■ **What this task involves**: Convert the data below into a Markdown table with two columns, Row and Line, giving each nonblank line its own numbered row. Omit the pictures.

■ **Data provided**:
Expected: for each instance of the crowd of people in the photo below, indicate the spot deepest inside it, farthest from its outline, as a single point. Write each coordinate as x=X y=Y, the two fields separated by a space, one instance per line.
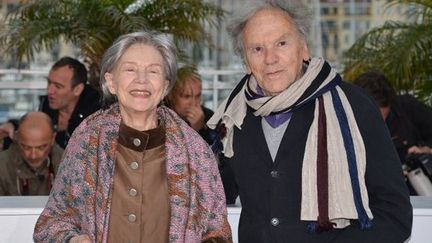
x=311 y=157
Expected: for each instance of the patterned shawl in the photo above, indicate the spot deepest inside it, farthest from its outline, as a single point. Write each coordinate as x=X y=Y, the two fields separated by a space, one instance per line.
x=334 y=161
x=80 y=201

■ **Solution to this exercise**:
| Row | Line |
|---|---|
| 1 | Expected: for each instance of the crowd of people in the photo below, indicate the spot deepest inside it, farthest from its outline, as a single point. Write each coordinate as x=X y=Y, the two fields separated by a space, one instance per line. |
| 2 | x=311 y=157 |
| 3 | Expected: for each instance of the patterned shawl in the photo above, indicate the spot deepest inside it, farthest from its outline, as a single point. Write each coordinate as x=X y=Y, the two fields separated by a space, one instance per line. |
| 4 | x=334 y=161 |
| 5 | x=80 y=201 |